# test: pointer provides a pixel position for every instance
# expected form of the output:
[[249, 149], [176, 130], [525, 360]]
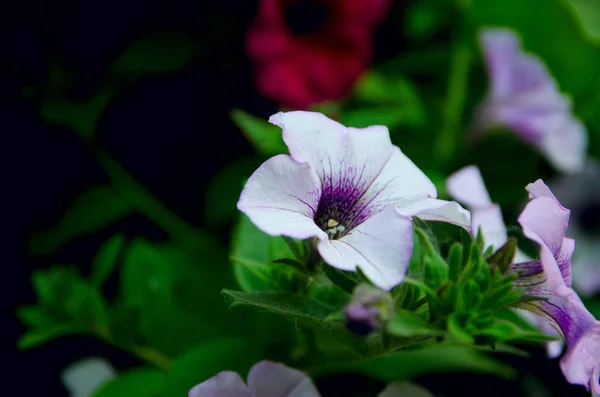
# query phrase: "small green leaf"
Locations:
[[264, 136], [405, 323], [253, 253], [82, 117], [106, 259], [93, 210], [139, 382], [208, 359], [156, 54], [38, 336], [503, 257]]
_ _ _ _
◆ WHAT TO WORK ON ◆
Make a word-for-word repeat of the material, skipping all pictures.

◆ RESPONSE BOX ◆
# test: pointer provides a pixel position for every instance
# expected form of the output:
[[249, 149], [176, 130], [525, 360]]
# query phrase: "small green leaf"
Locations:
[[264, 136], [405, 323], [253, 253], [82, 117], [106, 259], [93, 210], [139, 382], [208, 359], [156, 54], [38, 336], [503, 257]]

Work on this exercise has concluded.